- _Text passage_

------------------------------------------------------------

YouTube information
- Channel: gcn;
- Years active: 2013–present
- Genre: Cycling
- Subscribers: 3.52 million
- Views: 1.43 billion
- Website: www.globalcyclingnetwork.com

= Global Cycling Network =

YouTube channel

Global Cycling Network (GCN) is a cycling-related YouTube channel which was launched in the United Kingdom in 2013. The channel's parent company, Play Sports Network, became a subsidiary of Warner Bros. Discovery through its TNT Sports unit in 2019 and returned to private ownership in 2024.

Content on the channel is presented by former professional cyclists and cycling journalists including 2008 Vuelta a Extremadura winner Daniel Lloyd, under-23 British National Mountain Biking champion Simon Richardson and 2018 Irish national road race champion Conor Dunne.

== History ==

On 1 January 2013, Global Cycling Network was launched by SHIFT Active Media founder Simon Wear, under Google's now-defunct YouTube Original Channel Initiative, as part of its multi-channel network media strategy. Wear's original objective was to create a "network of quality cycling video content creators and give cycling global promotion through an official channel". The YouTube channel also provides a media channel for the promotion of the parent company's client brands.

------------------------------------------------------------

- _Record excerpts_
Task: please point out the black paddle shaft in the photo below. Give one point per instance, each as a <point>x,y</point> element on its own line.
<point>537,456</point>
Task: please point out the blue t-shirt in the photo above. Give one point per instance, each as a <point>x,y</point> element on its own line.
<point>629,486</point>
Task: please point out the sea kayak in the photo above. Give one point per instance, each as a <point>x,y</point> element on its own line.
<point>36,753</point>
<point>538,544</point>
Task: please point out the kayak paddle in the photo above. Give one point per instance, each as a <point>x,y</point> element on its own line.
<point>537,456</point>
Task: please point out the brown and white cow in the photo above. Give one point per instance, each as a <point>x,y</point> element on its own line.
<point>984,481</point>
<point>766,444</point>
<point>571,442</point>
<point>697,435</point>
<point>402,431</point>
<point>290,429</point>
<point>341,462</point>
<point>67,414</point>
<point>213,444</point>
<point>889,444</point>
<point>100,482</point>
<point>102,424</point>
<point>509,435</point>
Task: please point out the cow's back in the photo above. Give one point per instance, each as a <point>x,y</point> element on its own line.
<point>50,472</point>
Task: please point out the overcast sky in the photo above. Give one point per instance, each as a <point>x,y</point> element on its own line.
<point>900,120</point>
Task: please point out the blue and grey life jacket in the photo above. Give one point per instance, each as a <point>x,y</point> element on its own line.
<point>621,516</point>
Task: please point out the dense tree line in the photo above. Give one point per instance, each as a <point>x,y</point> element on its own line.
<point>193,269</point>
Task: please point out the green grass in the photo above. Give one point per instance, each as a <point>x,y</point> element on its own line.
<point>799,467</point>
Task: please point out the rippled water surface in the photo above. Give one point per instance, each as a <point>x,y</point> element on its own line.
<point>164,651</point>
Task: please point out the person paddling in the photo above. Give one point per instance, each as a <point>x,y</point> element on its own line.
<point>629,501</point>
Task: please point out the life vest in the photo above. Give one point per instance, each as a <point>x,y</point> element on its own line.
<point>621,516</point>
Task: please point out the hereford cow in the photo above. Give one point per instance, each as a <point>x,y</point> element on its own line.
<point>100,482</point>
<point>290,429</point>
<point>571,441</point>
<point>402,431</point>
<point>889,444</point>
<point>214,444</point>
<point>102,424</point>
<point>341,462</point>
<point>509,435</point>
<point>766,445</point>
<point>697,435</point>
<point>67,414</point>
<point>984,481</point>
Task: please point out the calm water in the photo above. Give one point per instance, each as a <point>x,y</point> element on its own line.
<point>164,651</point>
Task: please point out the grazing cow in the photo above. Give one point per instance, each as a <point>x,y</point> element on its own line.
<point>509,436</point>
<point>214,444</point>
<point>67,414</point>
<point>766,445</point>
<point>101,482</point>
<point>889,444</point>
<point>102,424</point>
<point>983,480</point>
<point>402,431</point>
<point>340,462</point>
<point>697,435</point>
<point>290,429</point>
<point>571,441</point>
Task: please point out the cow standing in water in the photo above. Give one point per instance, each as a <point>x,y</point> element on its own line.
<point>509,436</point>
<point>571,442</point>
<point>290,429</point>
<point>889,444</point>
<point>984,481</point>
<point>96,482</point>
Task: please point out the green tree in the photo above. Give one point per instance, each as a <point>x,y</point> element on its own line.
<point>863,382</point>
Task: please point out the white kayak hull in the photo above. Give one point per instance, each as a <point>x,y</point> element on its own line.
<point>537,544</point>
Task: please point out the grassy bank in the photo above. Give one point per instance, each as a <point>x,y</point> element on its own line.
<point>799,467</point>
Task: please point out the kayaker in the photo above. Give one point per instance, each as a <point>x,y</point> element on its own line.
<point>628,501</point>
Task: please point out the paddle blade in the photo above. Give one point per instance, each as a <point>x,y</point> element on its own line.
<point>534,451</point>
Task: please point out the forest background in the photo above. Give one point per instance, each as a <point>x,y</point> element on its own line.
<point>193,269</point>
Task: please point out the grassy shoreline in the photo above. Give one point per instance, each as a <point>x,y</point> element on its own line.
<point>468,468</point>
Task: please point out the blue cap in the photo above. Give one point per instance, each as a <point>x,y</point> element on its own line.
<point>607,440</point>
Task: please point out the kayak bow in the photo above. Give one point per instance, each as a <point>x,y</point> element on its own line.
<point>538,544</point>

------------------------------------------------------------

- _What to work on_
Pick up the Global Cycling Network article after its last sentence and keep writing. The data has no connection to the Global Cycling Network text.

- _Final result_
In 2015, the channel was awarded Best Vlogger/Best Use of Video during the Cycling Media Awards 2015 awards night, which aims to recognise the best of UK cycling media. In 2016 the parent company's multi-channel network division was spun off as Play Sports Network, and management of the channel was transferred to the new company. On 18 April 2017 the channel broke the 1 million subscriber mark.

On 27 February 2017, Discovery Communications, the owner of Eurosport, announced the acquisition of a 20% stake in Play Sports Group, the company that owns the GCN channel. In 2019, Discovery Communications acquired a controlling interest in Play Sports Group and the GCN franchise, increasing holdings to 71%.

On 13 June 2024, it was announced that Warner Bros. Discovery had sold the channel back to Simon Wear. This ended the co-production of broadcast content by Eurosport and GCN+.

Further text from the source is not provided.